__Task details__: A word-for-word copy of the data is what's wanted; pictures stay out of it.

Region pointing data
Content starts
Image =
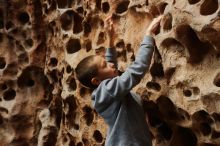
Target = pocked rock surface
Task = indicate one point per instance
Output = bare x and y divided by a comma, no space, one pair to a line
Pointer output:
41,42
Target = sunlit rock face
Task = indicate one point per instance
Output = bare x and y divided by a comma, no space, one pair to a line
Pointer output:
41,42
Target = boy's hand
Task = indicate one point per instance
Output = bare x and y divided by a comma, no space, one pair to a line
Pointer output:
154,25
109,26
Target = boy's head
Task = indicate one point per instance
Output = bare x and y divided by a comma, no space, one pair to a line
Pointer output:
92,70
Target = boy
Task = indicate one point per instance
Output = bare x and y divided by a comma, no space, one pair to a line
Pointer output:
111,96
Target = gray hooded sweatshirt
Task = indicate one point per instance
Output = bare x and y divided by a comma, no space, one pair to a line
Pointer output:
121,109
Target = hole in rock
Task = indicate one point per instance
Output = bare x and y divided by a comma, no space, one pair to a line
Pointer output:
80,10
191,2
71,103
77,23
11,69
157,70
122,7
69,69
73,46
23,17
76,126
169,73
184,115
2,109
19,142
9,25
120,44
9,94
187,93
53,62
23,58
101,38
98,4
201,116
87,28
216,81
88,115
162,6
167,25
212,36
2,62
105,7
79,144
196,49
71,83
183,137
167,108
3,86
196,90
154,86
66,20
61,3
29,43
97,136
216,117
209,7
86,142
165,131
205,128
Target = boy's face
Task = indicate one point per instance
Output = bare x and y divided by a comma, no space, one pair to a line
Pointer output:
105,69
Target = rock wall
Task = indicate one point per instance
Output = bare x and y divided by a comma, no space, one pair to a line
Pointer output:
41,41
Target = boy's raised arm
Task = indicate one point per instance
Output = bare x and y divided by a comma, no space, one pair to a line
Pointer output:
120,86
110,53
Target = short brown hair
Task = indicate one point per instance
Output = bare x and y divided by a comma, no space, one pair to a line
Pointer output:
86,70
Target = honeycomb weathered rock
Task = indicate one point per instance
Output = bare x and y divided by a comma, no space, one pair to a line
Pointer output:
41,41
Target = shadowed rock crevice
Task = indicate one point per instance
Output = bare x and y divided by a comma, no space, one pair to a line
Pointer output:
209,7
197,49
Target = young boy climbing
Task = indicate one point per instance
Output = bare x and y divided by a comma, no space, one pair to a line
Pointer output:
112,97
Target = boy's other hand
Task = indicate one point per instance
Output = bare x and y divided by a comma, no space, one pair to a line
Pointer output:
154,25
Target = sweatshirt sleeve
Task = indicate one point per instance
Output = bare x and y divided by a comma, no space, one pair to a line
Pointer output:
117,88
111,56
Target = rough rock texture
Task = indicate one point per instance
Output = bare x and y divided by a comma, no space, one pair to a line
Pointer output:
41,41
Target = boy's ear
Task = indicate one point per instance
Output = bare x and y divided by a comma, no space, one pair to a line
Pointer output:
95,81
Content ends
__Response to the exercise__:
Image =
Target = pocked rock surface
Task = indicate one point per instance
Output = bare x and y divided by a comma, no space, one pair to a line
Pointer output:
41,42
Target = sunlit rock face
Task = indicate one point per instance
Output = bare x and y divided by a comma, no space, one pair to a line
Pointer output:
41,42
Target = boy's hand
Task = indicate one point per instance
Output = bare x and y divided by a comma, no space, one pair to a line
Pointer output:
154,25
109,26
Target = boy's head
Task = indicate one point per instance
Output = bare x and y divided by a comma, no space, one pair to a line
Pointer output:
92,70
Target = boy
Task = indicate one point per instance
Output = bare x and y divided by a comma, no space, one pair to a line
Pointer output:
111,96
Target = gray hooded sweatshirt
Task = indicate one point per instance
Output = bare x and y divided by a comma, no space, one pair to a line
Pointer output:
121,109
Target = hole in rock
Task = indicate one point per instance
Output = bare x and y divided by a comma, no space, one pair to a line
Pointer output:
80,10
191,2
71,103
77,23
11,69
157,70
122,7
69,69
73,46
23,17
76,126
169,73
184,115
2,109
19,142
9,25
120,44
9,94
187,93
53,62
23,58
101,38
98,4
201,116
87,28
216,81
88,115
162,6
167,25
212,36
2,62
105,7
79,144
196,49
71,83
183,137
167,108
3,86
196,90
154,86
66,20
61,3
29,43
97,136
216,117
209,7
86,142
165,131
205,128
Target = boy's face
Task = indicate one point per instance
Output = bare x and y divided by a comma, no space, one pair to a line
Pointer output:
105,69
Target = rock wall
Task = indicate one point per instance
Output = bare x and y divided by a comma, no space, one pair to a line
Pointer output:
41,41
Target = boy's raised arm
Task = indicate one point per instance
Output = bare x and y divided by a comma, no space, one pair to a line
Pointer output:
120,86
110,53
Target = short brown hair
Task = indicate one point per instance
Output = bare x and y divided by a comma, no space, one pair to a line
Pointer output:
86,70
Target = honeycomb weathered rock
Task = indicate one point per instance
Output = bare x and y divided by a comma, no space, one pair to a line
Pointer output:
41,41
Target = shadowed rock crevice
Task = indicate one point per instance
Output = bare x and y divided by a comma, no space, one pair to a line
Pointer output:
209,7
197,49
Target = young boy climbing
Task = indicate one point per instance
Output = bare x and y divided by a comma, no space, one pair to a line
Pointer output:
112,97
Target = boy's other hand
Task = indicate one point per instance
Output = bare x and y divided by a comma, no space, one pair to a line
Pointer output:
154,25
Target = sweatshirt sleeve
Task = indicate one point per instance
Output = bare x and y divided by a comma, no space, one pair to a line
Pointer output:
117,88
111,56
Target = rough rock texture
Task = indicate one point per instance
Output = bare x and y divided by a comma, no space, one pair to a line
Pointer output:
41,41
Target = boy's ear
Task = indicate one point per instance
Output = bare x and y divided by a comma, no space, one pair to a line
Pointer output:
95,81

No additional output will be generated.